Закладываются основы двух национальных мифов: в Нью-Йорке выходит первый номер журнала «Вэнити Фэйр», а в Эссене мать Карла и Тео Альбрехтов открывает прототип первого супермаркета сети Aldi.
А у Эрнста Юнгера что? «Четверка с минусом». По крайней мере, такую оценку семнадцатилетний Юнгер получает в реформированной школе Хамельна за сочинение о «Германе и Доротее» Гёте. В нем он написал: «Эпос переносит нас во время Французской революции, чей жаром сияющий свет пробуждает от полусна повседневности даже мирных обитателей тихой Рейнской долины». Но учителю мало. Красными чернилами он отметил на полях: «Мысль на этот раз выражена чересчур серьезно». Что мы узнаём: Эрнст Юнгер уже был серьезным, когда никто еще не принимал его всерьез.
Каждый вечер Эрнст Людвиг Кирхнер садится в поезд свежеотстроенного метро и едет до Потсдамской площади. В Берлин вместе с Кирхнером переехали и другие художники «Моста» из Дрездена, этого забвенного летнего города барокко, где они его и основали: Эрих Хеккель, Отто Мюллер, Карл Шмидт-Ротлуф. Они были сплоченной общностью: делили краски и женщин, так что порой и неясно, где чья картина. Но Берлин, эта вечно пульсирующая недостижимость, называемая столицей, лепит из них индивидуумов и пилит мосты, их связующие. В Дрездене все они были в своей стихии, воспевая чистые цвета, природу, человеческую наготу. В Берлине им грозит гибель.

▶ Задание: Назовите все города, которые упоминаются в отрывке.

▶ Фрагменты данных:
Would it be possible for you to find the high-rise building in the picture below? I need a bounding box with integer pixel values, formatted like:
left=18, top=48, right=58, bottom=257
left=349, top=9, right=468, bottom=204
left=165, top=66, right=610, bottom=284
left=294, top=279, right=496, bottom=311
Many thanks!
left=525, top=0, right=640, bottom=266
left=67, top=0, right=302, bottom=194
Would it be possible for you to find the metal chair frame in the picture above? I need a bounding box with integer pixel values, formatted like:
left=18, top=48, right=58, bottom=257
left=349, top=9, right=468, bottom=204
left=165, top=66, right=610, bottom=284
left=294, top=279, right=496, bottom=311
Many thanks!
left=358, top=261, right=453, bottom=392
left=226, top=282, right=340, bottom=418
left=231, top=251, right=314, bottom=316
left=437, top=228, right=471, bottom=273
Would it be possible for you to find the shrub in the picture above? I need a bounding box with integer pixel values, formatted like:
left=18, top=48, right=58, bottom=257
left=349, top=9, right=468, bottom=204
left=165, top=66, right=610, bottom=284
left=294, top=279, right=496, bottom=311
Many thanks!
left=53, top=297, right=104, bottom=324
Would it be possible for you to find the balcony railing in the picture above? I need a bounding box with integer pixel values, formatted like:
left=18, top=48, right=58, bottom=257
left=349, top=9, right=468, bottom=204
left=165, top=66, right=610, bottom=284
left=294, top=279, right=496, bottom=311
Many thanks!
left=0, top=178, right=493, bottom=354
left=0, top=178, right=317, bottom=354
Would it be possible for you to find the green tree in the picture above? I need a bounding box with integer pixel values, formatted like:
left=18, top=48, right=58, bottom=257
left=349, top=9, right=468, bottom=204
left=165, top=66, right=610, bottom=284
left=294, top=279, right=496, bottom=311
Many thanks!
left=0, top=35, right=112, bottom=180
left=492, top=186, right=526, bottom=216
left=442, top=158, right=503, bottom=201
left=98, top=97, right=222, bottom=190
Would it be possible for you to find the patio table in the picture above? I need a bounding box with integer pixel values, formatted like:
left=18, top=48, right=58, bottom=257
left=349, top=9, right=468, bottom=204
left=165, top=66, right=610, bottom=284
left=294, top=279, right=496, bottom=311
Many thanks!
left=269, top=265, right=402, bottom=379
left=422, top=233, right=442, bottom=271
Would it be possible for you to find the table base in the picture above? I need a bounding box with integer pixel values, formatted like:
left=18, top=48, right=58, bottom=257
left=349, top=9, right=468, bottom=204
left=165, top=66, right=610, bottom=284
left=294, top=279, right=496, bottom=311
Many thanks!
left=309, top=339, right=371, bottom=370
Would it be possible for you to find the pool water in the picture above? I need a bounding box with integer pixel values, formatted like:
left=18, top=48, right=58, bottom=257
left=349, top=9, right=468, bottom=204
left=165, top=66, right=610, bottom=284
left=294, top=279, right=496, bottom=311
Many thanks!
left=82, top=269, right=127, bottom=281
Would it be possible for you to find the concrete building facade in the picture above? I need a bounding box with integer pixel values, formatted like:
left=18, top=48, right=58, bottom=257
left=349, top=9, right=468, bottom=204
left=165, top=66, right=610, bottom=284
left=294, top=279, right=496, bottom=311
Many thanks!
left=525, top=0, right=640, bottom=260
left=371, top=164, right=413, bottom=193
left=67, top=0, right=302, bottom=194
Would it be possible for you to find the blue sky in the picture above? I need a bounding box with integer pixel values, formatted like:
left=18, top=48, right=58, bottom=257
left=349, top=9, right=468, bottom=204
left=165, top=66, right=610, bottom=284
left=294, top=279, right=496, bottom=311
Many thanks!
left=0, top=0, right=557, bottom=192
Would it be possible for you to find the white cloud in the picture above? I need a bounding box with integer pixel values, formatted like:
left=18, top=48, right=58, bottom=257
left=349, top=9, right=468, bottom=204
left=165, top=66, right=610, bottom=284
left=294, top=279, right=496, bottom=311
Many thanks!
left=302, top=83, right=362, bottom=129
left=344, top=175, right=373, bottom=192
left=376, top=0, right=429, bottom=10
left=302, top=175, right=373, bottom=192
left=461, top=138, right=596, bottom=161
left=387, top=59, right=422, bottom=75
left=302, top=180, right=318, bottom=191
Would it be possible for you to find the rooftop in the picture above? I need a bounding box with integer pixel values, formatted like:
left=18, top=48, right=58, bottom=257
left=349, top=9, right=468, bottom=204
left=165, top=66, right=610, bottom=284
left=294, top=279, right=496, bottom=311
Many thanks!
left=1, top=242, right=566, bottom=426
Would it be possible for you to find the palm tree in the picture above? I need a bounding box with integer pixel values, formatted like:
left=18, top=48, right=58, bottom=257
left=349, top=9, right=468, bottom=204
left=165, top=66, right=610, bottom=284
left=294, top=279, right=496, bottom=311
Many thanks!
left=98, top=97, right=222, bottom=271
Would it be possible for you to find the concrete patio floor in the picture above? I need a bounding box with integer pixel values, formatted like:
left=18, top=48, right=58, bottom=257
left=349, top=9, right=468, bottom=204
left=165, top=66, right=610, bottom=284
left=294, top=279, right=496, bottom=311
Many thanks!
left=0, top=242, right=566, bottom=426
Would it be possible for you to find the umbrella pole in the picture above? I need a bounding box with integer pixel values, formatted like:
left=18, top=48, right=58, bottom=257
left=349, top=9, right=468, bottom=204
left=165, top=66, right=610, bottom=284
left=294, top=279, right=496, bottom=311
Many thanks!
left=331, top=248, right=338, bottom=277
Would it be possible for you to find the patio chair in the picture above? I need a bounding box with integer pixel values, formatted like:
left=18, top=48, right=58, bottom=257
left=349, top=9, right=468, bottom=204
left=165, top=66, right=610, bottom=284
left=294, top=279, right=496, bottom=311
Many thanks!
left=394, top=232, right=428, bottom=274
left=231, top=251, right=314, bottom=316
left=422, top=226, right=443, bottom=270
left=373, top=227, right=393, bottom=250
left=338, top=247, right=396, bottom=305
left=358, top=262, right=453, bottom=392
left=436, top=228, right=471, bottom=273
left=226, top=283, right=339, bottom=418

▶ Ответ: Нью-Йорк, Эссен, Хамельн, Берлин, Дрезден.